BEGIN Records for this exercise
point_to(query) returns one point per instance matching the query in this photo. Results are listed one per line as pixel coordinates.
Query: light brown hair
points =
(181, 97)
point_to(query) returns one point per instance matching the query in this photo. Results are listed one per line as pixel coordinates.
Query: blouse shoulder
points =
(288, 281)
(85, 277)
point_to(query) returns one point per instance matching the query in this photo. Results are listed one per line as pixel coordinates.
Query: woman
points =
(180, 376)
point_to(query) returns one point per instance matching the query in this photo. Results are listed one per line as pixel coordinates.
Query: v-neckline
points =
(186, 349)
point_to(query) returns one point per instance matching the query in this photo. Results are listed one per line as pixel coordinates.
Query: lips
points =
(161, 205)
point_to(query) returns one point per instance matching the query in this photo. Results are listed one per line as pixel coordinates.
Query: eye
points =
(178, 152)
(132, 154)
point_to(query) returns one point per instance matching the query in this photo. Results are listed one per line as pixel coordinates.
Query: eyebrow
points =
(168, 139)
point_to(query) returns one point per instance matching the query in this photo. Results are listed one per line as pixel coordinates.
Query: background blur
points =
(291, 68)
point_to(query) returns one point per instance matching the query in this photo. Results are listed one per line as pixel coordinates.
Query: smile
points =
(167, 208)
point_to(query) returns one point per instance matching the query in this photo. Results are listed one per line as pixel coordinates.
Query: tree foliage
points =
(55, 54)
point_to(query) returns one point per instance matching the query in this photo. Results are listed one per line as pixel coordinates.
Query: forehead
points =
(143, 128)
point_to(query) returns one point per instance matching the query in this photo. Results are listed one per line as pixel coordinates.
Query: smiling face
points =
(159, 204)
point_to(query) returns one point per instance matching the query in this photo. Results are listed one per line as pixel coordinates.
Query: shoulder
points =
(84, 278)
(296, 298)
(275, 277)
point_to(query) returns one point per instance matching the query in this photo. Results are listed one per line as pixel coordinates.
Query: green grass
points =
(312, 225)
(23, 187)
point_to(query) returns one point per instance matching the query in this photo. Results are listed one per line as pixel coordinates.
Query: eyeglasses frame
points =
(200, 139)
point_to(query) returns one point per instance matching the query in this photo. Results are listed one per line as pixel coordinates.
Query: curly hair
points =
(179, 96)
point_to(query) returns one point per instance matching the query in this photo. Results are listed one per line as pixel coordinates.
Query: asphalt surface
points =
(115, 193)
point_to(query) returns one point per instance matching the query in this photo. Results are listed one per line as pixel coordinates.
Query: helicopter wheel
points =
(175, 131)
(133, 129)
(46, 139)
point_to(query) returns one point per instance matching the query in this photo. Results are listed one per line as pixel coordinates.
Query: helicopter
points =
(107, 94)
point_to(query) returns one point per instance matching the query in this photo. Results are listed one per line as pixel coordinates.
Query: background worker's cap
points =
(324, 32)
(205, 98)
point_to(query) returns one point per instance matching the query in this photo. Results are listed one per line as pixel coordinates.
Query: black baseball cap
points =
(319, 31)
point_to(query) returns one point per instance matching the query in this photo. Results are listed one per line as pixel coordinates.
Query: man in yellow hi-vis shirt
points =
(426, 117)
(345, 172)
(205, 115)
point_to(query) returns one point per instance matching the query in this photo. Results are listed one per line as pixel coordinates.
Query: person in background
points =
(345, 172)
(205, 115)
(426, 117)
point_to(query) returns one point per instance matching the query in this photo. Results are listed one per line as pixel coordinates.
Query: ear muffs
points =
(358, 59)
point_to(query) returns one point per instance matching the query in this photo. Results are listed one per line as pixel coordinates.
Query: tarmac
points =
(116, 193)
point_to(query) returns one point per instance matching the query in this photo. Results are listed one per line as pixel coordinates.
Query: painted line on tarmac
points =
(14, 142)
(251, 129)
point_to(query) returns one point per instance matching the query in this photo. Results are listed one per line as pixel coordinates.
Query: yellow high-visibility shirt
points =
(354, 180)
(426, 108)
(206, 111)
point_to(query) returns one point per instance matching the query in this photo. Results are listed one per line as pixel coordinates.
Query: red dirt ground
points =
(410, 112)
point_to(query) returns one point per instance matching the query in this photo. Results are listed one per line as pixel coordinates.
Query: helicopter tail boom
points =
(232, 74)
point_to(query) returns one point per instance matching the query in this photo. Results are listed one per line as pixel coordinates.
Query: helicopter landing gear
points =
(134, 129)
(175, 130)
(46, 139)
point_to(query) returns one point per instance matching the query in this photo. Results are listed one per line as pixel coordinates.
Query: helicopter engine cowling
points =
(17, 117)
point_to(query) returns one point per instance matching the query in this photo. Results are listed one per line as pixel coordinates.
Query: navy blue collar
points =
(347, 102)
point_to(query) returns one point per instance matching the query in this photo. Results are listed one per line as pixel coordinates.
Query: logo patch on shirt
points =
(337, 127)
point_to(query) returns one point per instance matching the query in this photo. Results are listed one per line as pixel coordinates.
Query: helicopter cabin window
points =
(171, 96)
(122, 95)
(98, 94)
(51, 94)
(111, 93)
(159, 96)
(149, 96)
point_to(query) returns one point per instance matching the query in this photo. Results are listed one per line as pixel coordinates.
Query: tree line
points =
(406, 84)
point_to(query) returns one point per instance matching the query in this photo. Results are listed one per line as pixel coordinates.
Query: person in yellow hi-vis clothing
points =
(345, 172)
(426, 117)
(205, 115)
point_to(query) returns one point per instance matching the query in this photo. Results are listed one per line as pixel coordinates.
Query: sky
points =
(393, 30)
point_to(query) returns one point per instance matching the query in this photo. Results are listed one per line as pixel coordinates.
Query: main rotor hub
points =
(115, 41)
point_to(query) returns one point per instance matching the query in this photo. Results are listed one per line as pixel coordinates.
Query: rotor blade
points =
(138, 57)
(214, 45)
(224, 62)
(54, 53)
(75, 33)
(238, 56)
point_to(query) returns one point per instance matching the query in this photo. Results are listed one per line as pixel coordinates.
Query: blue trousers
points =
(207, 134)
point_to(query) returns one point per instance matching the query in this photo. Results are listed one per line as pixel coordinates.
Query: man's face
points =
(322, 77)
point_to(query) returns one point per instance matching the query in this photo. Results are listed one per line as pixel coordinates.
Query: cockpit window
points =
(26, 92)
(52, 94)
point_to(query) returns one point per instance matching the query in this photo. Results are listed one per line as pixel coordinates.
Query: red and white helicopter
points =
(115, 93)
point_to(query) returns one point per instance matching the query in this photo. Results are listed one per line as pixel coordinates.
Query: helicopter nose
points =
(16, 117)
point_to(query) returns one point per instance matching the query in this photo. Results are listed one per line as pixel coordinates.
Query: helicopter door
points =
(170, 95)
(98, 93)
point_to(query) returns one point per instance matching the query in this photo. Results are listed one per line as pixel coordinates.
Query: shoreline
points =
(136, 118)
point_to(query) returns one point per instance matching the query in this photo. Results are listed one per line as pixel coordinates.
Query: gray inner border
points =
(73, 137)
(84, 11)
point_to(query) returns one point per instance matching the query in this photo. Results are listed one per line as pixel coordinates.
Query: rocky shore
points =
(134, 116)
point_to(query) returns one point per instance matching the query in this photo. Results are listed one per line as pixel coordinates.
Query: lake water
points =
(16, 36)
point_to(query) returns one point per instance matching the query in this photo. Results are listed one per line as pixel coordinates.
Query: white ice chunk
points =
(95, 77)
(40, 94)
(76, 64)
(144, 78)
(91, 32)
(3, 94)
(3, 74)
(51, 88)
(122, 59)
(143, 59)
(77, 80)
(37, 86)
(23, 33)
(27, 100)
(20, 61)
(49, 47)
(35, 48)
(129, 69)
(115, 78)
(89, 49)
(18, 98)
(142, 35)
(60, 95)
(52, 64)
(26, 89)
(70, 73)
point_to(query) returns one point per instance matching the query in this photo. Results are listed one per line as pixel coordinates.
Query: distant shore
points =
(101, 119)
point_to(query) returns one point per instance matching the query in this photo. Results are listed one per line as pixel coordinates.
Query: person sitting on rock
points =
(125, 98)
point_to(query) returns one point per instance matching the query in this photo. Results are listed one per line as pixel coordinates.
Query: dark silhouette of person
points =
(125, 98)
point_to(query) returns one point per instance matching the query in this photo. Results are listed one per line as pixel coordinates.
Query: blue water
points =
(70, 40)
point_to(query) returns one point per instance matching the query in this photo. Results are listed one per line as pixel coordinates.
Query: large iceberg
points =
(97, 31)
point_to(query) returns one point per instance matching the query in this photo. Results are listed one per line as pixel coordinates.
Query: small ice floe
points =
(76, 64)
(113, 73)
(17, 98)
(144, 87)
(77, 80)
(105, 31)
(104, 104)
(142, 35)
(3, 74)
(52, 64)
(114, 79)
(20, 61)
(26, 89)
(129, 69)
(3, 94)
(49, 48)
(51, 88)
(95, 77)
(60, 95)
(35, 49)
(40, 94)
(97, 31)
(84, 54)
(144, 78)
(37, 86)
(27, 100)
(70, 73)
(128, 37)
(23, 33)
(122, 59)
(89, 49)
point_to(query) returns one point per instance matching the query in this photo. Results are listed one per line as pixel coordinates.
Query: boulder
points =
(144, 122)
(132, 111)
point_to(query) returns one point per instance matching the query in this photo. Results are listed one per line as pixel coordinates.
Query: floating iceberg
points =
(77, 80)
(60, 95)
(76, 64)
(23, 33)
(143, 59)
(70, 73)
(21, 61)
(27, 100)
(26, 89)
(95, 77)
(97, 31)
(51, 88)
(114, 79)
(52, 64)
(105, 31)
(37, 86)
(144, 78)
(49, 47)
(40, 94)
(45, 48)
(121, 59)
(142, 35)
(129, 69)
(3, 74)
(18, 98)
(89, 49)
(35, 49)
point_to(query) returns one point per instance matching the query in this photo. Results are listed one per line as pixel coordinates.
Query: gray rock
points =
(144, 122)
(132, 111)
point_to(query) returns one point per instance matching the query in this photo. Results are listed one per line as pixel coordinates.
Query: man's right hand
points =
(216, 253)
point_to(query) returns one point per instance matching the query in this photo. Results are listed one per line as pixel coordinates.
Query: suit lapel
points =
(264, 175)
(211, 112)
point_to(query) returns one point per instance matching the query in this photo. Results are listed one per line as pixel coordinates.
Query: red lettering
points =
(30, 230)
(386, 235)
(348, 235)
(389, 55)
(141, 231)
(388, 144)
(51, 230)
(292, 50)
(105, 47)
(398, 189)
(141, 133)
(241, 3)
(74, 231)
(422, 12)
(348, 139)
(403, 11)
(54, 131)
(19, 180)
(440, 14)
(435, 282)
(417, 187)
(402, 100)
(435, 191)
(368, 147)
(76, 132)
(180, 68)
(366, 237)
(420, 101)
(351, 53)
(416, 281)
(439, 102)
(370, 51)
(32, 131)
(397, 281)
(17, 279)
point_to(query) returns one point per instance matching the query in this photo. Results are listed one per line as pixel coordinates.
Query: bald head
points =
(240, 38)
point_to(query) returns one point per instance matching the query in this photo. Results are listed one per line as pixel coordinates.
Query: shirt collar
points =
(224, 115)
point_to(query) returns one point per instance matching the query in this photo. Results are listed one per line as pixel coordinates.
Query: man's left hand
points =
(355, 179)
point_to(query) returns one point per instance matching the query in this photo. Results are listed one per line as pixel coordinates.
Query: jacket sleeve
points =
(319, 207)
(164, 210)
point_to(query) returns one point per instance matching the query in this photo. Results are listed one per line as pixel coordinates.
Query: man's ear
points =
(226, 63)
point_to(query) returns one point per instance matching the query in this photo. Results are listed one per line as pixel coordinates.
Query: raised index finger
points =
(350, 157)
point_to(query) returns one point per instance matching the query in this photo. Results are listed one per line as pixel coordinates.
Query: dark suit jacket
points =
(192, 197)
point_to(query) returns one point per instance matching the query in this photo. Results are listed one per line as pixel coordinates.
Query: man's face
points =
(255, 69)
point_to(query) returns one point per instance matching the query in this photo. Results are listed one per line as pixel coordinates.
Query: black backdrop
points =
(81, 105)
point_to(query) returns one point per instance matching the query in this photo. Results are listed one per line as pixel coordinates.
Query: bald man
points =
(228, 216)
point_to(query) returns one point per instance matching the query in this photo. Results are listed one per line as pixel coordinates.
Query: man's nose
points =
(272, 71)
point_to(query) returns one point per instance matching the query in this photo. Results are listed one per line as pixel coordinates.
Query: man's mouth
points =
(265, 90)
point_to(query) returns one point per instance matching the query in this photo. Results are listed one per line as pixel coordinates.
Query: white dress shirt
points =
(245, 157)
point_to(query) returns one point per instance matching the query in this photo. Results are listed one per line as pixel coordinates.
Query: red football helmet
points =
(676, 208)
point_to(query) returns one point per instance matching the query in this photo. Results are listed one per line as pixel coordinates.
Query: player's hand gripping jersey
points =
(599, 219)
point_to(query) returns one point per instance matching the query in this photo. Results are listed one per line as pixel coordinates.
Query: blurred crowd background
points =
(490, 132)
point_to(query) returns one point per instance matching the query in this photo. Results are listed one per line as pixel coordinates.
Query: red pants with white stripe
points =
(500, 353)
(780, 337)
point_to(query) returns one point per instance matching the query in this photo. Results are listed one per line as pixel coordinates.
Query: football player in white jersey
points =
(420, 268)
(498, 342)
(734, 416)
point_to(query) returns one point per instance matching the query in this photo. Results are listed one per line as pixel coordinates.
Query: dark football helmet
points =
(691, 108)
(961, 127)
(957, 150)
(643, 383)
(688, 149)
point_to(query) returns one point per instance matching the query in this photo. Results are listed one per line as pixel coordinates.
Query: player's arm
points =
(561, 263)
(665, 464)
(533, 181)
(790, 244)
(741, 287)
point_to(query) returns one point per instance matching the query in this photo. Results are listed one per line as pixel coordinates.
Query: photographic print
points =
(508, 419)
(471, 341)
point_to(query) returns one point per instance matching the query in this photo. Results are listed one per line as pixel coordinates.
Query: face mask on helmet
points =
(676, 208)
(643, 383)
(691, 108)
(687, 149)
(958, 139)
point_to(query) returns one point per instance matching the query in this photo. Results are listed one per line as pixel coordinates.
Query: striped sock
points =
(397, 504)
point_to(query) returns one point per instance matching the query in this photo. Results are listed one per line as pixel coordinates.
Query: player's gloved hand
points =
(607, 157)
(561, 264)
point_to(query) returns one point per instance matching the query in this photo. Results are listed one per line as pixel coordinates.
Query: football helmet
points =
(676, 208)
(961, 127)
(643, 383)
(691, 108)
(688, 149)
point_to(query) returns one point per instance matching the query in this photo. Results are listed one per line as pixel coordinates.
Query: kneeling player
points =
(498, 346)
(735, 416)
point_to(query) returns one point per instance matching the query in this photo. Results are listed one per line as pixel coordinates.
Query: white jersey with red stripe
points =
END Records for this exercise
(Exercise description): Counting only the lines that include "helicopter", state how many there are in the entries, and nothing else.

(Result of this task): 9